## Work task
Return the passage on high-stakes testing below verbatim, in full.

## Quoted passage
Excessive high-stakes testing. Never before in the history of the United States have we based so many key education policy decisions on test score outcomes. Across the United States, high-stakes testing policies have caused a trickle-down effect in which politicians put pressure to increase standardized test scores on school boards and superintendents, superintendents put pressure on principals, principals on teachers, and teachers on students--all to little or no avail. Meanwhile, the psychological and academic stakes for failing these tests have become far too high. The examples are rampant: children's loss of sleep and illnesses during test season, students' academic disengagement, school closures in marginalized communities, and teacher/principal job losses are just a few of the outcomes of the current testing system (Ahlquist, Gorski, and Montafio 2011; Au and Tempel 2012; Farley 2009; Kohn 2000a, 2000b; Fipman 2004; Swope and Miner 2000).

Ironically, although over 12 years of evidence tell us that focusing exclusively on measurement, accountability, and standardized testing has produced outcomes contrary to those stated, we forge ever onward in the effort (Ravitch 2010; Sacks 2001). For example, the state of Georgia announced its intention to pull out of Common Core-regulated standardized testing; yet it has done so not because of the testing's shortcomings, but only to save money. In the same announcement, the Georgia Department of Education stated its intent to continue the testing onslaught by creating its "own standardized assessments aligned to GA's current academic standards" (GADOE 2013). The test, Georgia Milestones, is being administered to Georgia's 1,702,750 students in 2014-2015.

## Dataset records
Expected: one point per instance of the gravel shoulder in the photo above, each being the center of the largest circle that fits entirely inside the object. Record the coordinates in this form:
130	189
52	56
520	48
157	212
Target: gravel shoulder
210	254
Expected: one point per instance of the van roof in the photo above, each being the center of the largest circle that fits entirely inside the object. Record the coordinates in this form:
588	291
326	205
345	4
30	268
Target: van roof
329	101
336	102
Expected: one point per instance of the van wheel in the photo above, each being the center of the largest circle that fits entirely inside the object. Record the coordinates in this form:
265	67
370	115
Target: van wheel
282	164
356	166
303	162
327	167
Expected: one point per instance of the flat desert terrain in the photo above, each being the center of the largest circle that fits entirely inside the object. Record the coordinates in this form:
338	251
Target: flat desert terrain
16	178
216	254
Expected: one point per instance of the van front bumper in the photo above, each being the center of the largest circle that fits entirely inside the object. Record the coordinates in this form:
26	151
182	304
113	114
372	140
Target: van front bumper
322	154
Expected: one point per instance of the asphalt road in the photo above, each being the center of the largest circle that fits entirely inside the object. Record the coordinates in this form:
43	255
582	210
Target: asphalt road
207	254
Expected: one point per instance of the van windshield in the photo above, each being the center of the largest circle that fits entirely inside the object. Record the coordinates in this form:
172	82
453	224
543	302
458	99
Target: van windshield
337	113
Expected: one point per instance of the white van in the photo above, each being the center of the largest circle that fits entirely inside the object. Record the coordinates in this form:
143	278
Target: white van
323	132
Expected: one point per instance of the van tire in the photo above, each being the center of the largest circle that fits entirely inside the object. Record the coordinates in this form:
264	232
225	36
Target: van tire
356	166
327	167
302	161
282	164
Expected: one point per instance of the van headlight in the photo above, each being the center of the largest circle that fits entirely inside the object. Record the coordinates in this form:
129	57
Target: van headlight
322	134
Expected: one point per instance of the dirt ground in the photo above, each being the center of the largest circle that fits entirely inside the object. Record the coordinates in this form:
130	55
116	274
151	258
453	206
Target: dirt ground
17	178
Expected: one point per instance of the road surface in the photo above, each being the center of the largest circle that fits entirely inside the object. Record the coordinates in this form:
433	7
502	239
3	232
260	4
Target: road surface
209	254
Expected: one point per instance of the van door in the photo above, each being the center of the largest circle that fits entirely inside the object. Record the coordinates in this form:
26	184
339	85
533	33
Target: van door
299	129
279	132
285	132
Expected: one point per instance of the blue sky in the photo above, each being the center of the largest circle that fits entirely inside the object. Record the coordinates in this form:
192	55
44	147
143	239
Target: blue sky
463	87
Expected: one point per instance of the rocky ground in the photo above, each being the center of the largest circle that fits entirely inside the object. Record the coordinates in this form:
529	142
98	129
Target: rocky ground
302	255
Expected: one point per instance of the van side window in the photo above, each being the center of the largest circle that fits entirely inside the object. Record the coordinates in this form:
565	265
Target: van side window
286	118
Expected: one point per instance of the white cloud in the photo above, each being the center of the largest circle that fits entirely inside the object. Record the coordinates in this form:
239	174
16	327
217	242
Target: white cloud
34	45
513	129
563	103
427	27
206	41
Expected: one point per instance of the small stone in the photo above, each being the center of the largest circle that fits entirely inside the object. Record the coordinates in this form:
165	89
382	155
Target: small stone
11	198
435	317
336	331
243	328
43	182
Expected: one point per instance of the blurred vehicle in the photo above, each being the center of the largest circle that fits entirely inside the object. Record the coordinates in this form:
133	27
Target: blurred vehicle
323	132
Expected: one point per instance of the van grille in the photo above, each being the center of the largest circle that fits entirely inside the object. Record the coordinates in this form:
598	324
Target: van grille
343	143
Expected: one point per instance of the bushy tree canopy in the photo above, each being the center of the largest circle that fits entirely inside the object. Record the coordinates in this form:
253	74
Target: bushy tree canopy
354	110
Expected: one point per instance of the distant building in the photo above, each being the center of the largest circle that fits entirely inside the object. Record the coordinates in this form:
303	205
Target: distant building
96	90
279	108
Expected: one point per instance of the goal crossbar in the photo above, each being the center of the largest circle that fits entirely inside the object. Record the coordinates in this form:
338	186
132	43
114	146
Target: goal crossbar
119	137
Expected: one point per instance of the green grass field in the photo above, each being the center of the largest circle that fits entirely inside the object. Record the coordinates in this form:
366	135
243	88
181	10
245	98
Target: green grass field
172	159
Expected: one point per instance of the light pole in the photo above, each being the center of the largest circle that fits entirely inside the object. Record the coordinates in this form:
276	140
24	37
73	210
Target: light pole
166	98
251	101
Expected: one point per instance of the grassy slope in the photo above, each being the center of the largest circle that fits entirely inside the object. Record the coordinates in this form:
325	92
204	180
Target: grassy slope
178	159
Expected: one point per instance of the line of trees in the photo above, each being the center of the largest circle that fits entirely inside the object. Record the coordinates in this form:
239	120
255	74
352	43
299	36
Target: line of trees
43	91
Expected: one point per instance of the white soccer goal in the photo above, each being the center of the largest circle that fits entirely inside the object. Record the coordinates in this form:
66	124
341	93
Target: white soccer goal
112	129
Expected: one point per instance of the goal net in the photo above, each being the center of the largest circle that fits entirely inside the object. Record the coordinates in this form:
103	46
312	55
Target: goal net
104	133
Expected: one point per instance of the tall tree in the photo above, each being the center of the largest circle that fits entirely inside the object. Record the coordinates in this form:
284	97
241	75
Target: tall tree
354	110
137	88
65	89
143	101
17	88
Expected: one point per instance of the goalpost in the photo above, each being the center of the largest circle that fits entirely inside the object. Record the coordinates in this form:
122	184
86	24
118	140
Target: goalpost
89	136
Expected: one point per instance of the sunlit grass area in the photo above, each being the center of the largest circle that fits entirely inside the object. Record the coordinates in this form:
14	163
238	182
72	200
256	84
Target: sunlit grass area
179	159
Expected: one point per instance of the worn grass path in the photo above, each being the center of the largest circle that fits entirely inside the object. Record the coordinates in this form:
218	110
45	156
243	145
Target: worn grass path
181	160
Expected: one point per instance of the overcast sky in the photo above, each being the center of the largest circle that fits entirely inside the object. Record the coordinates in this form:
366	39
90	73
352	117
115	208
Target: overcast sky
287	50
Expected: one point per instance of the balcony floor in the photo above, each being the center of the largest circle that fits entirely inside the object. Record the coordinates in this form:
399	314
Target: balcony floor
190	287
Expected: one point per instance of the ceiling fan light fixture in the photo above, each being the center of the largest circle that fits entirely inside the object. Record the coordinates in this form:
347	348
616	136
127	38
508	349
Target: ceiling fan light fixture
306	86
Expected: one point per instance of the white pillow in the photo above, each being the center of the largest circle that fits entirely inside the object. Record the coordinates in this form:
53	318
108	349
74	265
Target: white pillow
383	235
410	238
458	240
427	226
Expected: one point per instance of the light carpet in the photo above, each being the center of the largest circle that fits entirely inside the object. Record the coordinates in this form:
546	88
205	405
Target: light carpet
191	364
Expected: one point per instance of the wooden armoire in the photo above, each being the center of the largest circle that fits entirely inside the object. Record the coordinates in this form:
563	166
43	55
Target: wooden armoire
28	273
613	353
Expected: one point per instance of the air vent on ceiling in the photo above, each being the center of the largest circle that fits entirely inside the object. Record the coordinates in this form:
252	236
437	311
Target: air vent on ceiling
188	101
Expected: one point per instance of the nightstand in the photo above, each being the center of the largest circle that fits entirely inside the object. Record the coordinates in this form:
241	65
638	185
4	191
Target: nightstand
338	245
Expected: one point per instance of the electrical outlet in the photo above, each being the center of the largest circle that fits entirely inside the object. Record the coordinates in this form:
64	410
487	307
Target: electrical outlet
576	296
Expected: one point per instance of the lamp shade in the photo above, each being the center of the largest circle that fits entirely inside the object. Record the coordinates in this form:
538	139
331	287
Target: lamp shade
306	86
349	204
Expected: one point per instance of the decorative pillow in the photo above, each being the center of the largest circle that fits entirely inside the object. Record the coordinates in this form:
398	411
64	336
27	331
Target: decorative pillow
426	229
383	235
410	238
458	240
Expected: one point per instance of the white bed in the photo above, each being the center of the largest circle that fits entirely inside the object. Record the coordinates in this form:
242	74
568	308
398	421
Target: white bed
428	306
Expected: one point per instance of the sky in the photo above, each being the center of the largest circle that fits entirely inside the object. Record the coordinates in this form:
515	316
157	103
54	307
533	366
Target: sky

## Task answer
Excessive high-stakes testing. Never before in the history of the United States have we based so many key education policy decisions on test score outcomes. Across the United States, high-stakes testing policies have caused a trickle-down effect in which politicians put pressure to increase standardized test scores on school boards and superintendents, superintendents put pressure on principals, principals on teachers, and teachers on students--all to little or no avail. Meanwhile, the psychological and academic stakes for failing these tests have become far too high. The examples are rampant: children's loss of sleep and illnesses during test season, students' academic disengagement, school closures in marginalized communities, and teacher/principal job losses are just a few of the outcomes of the current testing system (Ahlquist, Gorski, and Montafio 2011; Au and Tempel 2012; Farley 2009; Kohn 2000a, 2000b; Fipman 2004; Swope and Miner 2000).

Ironically, although over 12 years of evidence tell us that focusing exclusively on measurement, accountability, and standardized testing has produced outcomes contrary to those stated, we forge ever onward in the effort (Ravitch 2010; Sacks 2001). For example, the state of Georgia announced its intention to pull out of Common Core-regulated standardized testing; yet it has done so not because of the testing's shortcomings, but only to save money. In the same announcement, the Georgia Department of Education stated its intent to continue the testing onslaught by creating its "own standardized assessments aligned to GA's current academic standards" (GADOE 2013). The test, Georgia Milestones, is being administered to Georgia's 1,702,750 students in 2014-2015.